Stored records
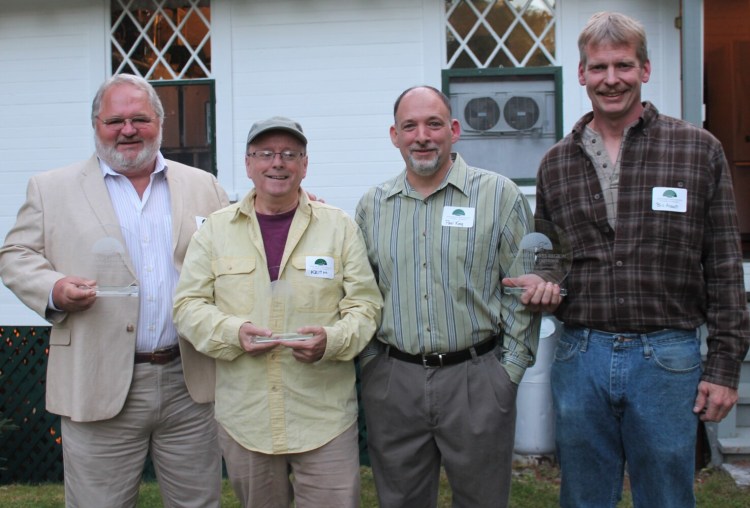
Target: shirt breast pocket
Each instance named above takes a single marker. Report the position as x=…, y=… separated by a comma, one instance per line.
x=235, y=284
x=316, y=293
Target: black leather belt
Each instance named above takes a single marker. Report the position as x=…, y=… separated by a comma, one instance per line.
x=444, y=359
x=159, y=356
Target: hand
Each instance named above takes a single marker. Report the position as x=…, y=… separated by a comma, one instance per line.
x=74, y=294
x=310, y=350
x=538, y=295
x=247, y=334
x=714, y=401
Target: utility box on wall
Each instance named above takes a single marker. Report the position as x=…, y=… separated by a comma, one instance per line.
x=509, y=117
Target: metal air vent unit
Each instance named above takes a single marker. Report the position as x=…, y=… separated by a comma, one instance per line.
x=502, y=112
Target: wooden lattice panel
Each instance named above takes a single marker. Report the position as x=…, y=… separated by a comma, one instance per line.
x=33, y=451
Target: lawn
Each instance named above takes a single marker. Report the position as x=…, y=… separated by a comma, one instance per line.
x=533, y=487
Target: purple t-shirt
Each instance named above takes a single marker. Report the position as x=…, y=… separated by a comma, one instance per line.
x=274, y=229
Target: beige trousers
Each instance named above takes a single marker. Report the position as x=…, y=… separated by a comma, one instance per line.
x=325, y=477
x=103, y=461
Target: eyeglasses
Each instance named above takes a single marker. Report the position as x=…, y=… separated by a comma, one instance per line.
x=268, y=155
x=116, y=123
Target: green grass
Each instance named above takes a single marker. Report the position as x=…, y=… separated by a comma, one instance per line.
x=533, y=487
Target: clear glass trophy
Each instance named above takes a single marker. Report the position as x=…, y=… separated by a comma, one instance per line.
x=545, y=252
x=109, y=264
x=279, y=296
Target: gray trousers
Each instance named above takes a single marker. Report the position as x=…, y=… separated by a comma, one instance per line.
x=103, y=461
x=462, y=416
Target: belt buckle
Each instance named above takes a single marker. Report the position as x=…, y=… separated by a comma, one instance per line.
x=439, y=356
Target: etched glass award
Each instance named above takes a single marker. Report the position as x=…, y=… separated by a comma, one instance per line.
x=545, y=252
x=109, y=263
x=279, y=296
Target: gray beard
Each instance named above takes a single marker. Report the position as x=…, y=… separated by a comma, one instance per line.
x=424, y=168
x=119, y=163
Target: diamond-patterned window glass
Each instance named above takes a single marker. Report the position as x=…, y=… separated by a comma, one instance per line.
x=161, y=39
x=499, y=33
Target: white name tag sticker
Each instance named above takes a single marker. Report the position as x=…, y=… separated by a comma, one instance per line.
x=319, y=266
x=669, y=199
x=458, y=217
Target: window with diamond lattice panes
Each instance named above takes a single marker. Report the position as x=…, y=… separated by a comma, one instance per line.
x=161, y=39
x=499, y=33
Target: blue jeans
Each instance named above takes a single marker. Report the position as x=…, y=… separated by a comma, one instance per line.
x=626, y=399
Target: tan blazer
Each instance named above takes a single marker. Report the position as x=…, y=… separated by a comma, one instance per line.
x=91, y=352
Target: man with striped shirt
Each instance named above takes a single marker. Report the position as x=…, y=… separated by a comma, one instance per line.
x=441, y=375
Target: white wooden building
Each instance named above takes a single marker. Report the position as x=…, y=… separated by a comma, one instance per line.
x=336, y=66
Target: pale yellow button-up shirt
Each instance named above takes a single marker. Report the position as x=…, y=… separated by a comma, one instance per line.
x=272, y=403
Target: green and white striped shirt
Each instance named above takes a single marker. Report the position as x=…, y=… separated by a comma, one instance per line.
x=439, y=262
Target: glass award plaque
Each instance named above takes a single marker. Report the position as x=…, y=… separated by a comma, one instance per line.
x=282, y=337
x=546, y=253
x=109, y=264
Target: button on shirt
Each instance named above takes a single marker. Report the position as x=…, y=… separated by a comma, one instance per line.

Action item
Look through the entries above and say how many lines contain "window", giving nothing but the number.

Exercise solution
2